(Beginning of EXCERPTED TEXT)

Due to the increasing frequency of droughts across the world, farmers have become interested in increasing their crop yield under drought conditions. Currently, a portion of lettuce farmers use a cost-effective seed priming technique in which the seeds are soaked in a solution for a twelve hour time period in order to improve the uniformity of emergence and increase their harvest yield.

Silkworm cocoons are comprised of two proteins: hydrophobic silk fibroin and hydrophilic silk sericin. A research article by B. Marelli on the effects of silk fibroin coating as a method for food preservation indicated that silk fibroin may reduce the water transpiration rate, which allows the fruits to retain their water content. Using this concept as inspiration, I primed my seeds in both silk fibroin and silk sericin in order to test whether a hydrophobic or hydrophilic priming solution improves the germination rates of the seeds under drought conditions. Additionally, silk sericin, which is a waste product of the silk fibroin extraction, has been studied as a potential soil conditioner due to its hydrophilic properties. Silk sericin has been shown to increase the length of roots in mulberry trees; therefore, I measured the radicle lengths of all germinated seeds in order to see if sericin-primed seeds have longer, well-established radicles that can theoretically increase surface area for water absorption under drought stress.

(End of EXCERPTED TEXT)

# TASKS AND EXERCISES
1. Answer these questions about the silk seed priming text:
(a) For how long are seeds soaked in the priming technique used by some lettuce farmers?
(b) What two proteins make up silkworm cocoons?
(c) In what plant has silk sericin been shown to increase root length?
2. Reproduce the silk seed priming text starting at "Due to the increasing" and ending at "their harvest yield.", renaming "lettuce" to "spinach".

(Beginning of SOURCE MATERIAL)

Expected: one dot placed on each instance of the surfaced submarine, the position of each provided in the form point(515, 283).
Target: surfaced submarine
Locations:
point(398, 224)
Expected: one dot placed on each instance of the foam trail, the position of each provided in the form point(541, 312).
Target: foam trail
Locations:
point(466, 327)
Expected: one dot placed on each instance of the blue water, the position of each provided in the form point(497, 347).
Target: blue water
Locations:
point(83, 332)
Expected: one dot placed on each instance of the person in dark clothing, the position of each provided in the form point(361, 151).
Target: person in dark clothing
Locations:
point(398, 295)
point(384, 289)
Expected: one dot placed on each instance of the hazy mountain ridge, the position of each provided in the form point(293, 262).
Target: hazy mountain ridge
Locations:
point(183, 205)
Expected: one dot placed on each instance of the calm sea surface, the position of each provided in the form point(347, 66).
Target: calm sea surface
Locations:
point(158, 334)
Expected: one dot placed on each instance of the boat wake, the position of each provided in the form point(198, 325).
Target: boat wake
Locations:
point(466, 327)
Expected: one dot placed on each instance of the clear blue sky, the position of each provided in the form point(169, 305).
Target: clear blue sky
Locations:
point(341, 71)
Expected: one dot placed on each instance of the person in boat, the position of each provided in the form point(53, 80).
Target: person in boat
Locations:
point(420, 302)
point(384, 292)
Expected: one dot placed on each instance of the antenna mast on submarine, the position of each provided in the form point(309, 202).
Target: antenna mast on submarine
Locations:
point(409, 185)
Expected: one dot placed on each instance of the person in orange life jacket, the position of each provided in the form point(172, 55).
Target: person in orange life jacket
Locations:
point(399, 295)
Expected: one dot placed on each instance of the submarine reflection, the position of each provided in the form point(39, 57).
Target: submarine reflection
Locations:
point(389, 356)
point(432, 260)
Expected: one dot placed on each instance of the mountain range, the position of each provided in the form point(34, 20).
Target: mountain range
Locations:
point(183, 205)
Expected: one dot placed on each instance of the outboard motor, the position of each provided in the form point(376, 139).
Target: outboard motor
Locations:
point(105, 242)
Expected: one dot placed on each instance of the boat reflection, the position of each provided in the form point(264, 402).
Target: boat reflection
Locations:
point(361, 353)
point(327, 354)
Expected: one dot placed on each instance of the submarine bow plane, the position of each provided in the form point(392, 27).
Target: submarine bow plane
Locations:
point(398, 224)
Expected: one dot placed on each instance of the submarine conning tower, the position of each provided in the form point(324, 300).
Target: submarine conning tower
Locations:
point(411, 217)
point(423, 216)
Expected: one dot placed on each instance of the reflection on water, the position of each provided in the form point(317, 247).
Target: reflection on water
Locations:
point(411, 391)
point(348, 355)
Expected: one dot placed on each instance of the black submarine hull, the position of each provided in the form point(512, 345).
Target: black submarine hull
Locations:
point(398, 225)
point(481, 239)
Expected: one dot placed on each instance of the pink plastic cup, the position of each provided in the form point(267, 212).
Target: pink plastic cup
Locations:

(End of SOURCE MATERIAL)

# ANSWERS TO THE TASKS
1.
(a) Twelve hours.
(b) Hydrophobic silk fibroin and hydrophilic silk sericin.
(c) Mulberry trees.

2.
Due to the increasing frequency of droughts across the world, farmers have become interested in increasing their crop yield under drought conditions. Currently, a portion of spinach farmers use a cost-effective seed priming technique in which the seeds are soaked in a solution for a twelve hour time period in order to improve the uniformity of emergence and increase their harvest yield.